• _OBJECTIVE_
Can you set down all of the records below word for word, leaving out the pictures?

• _EXERCISE MATERIAL_
# # # #

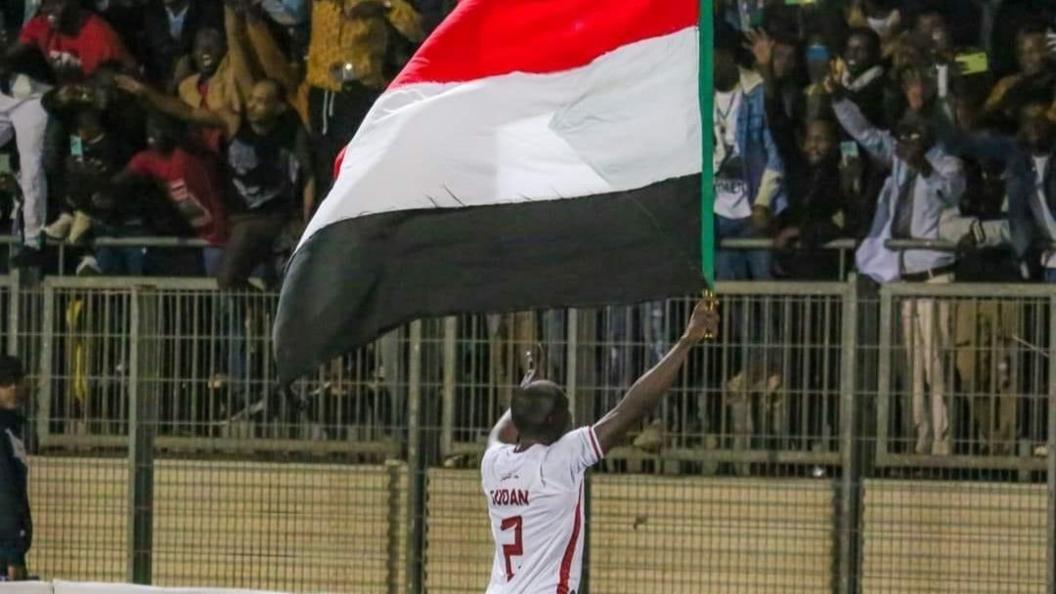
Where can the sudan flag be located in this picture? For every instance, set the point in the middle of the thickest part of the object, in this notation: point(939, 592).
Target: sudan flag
point(532, 153)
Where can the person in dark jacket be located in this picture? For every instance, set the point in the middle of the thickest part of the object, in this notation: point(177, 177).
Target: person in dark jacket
point(16, 524)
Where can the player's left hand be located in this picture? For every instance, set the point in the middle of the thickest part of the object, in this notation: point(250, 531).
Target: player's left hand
point(703, 322)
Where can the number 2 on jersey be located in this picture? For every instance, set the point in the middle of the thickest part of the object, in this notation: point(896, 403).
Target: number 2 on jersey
point(514, 550)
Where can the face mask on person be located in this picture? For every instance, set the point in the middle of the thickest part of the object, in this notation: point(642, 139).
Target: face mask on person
point(885, 26)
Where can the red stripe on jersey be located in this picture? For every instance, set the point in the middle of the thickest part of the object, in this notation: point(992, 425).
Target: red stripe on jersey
point(566, 561)
point(493, 37)
point(594, 443)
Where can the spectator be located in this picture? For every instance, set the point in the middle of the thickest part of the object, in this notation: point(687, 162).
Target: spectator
point(817, 207)
point(748, 168)
point(289, 14)
point(287, 71)
point(222, 76)
point(94, 155)
point(266, 156)
point(883, 17)
point(346, 63)
point(1035, 78)
point(817, 104)
point(74, 41)
point(924, 182)
point(16, 522)
point(188, 180)
point(862, 74)
point(1030, 182)
point(170, 28)
point(23, 118)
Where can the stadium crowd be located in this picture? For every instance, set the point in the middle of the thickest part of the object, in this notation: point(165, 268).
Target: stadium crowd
point(217, 119)
point(221, 119)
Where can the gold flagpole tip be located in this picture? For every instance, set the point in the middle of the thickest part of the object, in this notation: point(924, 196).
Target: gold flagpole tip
point(711, 303)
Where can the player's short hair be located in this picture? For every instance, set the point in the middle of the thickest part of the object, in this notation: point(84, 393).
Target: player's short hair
point(532, 405)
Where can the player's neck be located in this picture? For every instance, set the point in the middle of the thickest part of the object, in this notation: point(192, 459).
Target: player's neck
point(525, 445)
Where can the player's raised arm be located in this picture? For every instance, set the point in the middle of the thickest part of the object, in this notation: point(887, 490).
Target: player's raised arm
point(642, 397)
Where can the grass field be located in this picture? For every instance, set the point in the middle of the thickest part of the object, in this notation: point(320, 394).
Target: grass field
point(325, 527)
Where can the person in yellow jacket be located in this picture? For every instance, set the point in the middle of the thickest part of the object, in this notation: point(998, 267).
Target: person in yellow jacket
point(346, 58)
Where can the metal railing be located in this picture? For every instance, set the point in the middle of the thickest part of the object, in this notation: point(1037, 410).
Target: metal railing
point(785, 459)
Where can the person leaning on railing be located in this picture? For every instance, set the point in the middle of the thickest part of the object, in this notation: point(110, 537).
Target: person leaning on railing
point(16, 522)
point(925, 181)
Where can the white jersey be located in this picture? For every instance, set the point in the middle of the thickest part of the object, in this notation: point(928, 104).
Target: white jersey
point(535, 504)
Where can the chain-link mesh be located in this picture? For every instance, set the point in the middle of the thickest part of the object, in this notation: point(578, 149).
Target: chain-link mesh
point(806, 450)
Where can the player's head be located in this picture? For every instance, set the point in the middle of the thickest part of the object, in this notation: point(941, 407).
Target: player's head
point(540, 410)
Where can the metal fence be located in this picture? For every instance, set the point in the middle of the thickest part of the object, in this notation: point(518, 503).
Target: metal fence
point(806, 450)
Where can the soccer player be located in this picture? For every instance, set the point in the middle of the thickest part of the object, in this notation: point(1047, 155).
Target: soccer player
point(532, 472)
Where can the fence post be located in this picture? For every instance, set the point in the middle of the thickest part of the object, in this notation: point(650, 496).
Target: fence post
point(1051, 463)
point(448, 395)
point(43, 392)
point(415, 468)
point(571, 385)
point(13, 303)
point(884, 370)
point(392, 564)
point(143, 426)
point(850, 445)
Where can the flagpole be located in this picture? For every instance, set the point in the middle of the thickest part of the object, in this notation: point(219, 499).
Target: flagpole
point(705, 94)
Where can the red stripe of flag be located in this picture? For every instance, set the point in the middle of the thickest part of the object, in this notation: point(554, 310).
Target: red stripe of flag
point(493, 37)
point(566, 561)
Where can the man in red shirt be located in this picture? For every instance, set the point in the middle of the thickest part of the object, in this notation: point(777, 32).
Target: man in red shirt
point(190, 180)
point(74, 41)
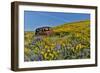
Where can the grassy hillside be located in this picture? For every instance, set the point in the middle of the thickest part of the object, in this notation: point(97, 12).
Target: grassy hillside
point(69, 41)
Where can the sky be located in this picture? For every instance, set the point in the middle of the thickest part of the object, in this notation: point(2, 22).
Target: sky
point(36, 19)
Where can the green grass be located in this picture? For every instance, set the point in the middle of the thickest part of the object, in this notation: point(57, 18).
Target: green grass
point(69, 41)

# # # #

• _IN RESPONSE_
Where can the sudan flag be located in this picture? For every instance, set the point in the middle of the thickest part of the object, in this notation: point(939, 592).
Target: sudan flag
point(532, 153)
Where can the person in dark jacket be located in this picture? For every instance, set the point in the middle of the thickest part of the object, in this notation: point(177, 177).
Target: person in dark jacket
point(16, 524)
Where can the player's left hand be located in this picture? For every instance, set the point in the middle of the thickest part of the object, in this notation: point(250, 531).
Target: player's left hand
point(703, 322)
Where can the number 2 on jersey be located in this picture? For every instance, set the point in the middle of the thickest part of the object, in this notation: point(896, 403).
Target: number 2 on jersey
point(514, 550)
Where can the face mask on person be located in this picture? For every instance, set the point in the middle of the thickest part of the object, in this notation: point(642, 139).
Target: face mask on person
point(885, 26)
Where can the red stripe on jersey be located in this picture? For every instance, set the point in the middle of the thickest part of the object, in this notation: point(992, 425).
Target: red stripe on jersey
point(566, 561)
point(493, 37)
point(594, 443)
Where can the spectator be located in this picture? For every instance, set the point in the middle of the thickest part of the object, in this notation: point(687, 162).
Target: spectator
point(817, 207)
point(748, 168)
point(289, 14)
point(287, 71)
point(222, 76)
point(94, 155)
point(266, 156)
point(883, 17)
point(346, 63)
point(1035, 78)
point(817, 104)
point(74, 41)
point(924, 182)
point(16, 522)
point(188, 180)
point(862, 74)
point(1030, 182)
point(170, 28)
point(23, 118)
Where can the stadium crowd be located in this picture? For every instance, set the point in the middle of the thickest part of the object, in this notation: point(165, 268).
Target: stadium crowd
point(217, 119)
point(221, 119)
Where can the gold flagpole tip be located in this picture? For every instance, set the point in the middle of the thickest part of the object, in this notation: point(924, 196).
Target: gold flagpole tip
point(711, 303)
Where can the player's short hair be located in this picture? For every instance, set the point in the middle of the thickest part of the object, in this notation: point(84, 393).
Target: player's short hair
point(532, 405)
Where can the player's neck be located in this picture? For every instance, set the point in the middle of the thickest part of the object, in this notation: point(192, 459).
Target: player's neck
point(525, 445)
Where can the player's raised arm be located in this picture? For every instance, set the point in the middle of the thickest part of the object, in this notation: point(887, 490).
Target: player's raised arm
point(642, 397)
Where can the grass field be located in this picture? For every instance, set the point in the middle of the thickest part of the object, in this notation: point(320, 394).
Target: grass field
point(325, 527)
Where can the person in yellow jacket be located in this picture? For every instance, set the point in the middle of the thickest part of the object, in this notation: point(998, 267).
Target: person in yellow jacket
point(346, 58)
Where can the metal railing be located in this picture? For every instance, set the point in the middle of the thickest part of the object, in this notation: point(1037, 410).
Target: metal railing
point(785, 459)
Where can the person leaning on railing be located in this picture? For every instance, set the point in the middle of the thickest part of the object, in this notation: point(110, 537).
Target: person leaning on railing
point(16, 522)
point(925, 181)
Where can the white jersey be located in this picture? For every instance, set the point in the middle of the thickest part of the object, in this notation: point(928, 104).
Target: white jersey
point(535, 504)
Where can the chain-link mesh be located in this picture? For every instance, set the point in the middle of the thickest part of the object, in this notation: point(578, 149).
Target: chain-link mesh
point(806, 450)
Where can the player's head be located in this picture? For every instance, set the point in the middle of the thickest part of the object, in this notation: point(941, 407).
Target: player's head
point(540, 410)
Where can the metal fence be located in this picture? For every instance, set the point in the middle of the thickest part of the object, in this notation: point(518, 503).
Target: metal fence
point(806, 450)
Where can the soccer player be located in this picture? For every instance, set the point in the middle of the thickest part of the object, in this notation: point(1047, 155).
Target: soccer player
point(532, 472)
Where can the fence post be located in this picture? For every instance, set the point in the middle of the thickest part of the object, in this notation: point(650, 496).
Target: fence post
point(1051, 463)
point(448, 395)
point(43, 392)
point(415, 468)
point(571, 385)
point(13, 303)
point(884, 370)
point(392, 564)
point(143, 426)
point(850, 445)
Where can the flagpole be located in this picture? For every instance, set the point in the middle of the thickest part of the object, in this notation: point(219, 499).
Target: flagpole
point(705, 94)
Where can the red stripe of flag be located in this picture? For every instance, set the point in the middle of the thickest part of the object, in this notation: point(554, 310).
Target: red stripe of flag
point(493, 37)
point(566, 561)
Where can the man in red shirt be located in this picture? For every instance, set the point in the middle of the thickest part of the object, in this notation: point(777, 32).
Target: man in red shirt
point(190, 180)
point(74, 41)
Where can the grassy hillside be located in this picture? For every instance, set the point in the middle of the thickest part of the object, in this notation: point(97, 12).
Target: grassy hillside
point(69, 41)
Where can the sky be located in this picture? For every instance, set the point in the middle of the thickest part of the object, in this notation: point(2, 22).
Target: sky
point(36, 19)
Where can the green grass be located in this picture? For every instance, set the point in the middle of the thickest part of the object, in this notation: point(57, 18).
Target: green grass
point(69, 41)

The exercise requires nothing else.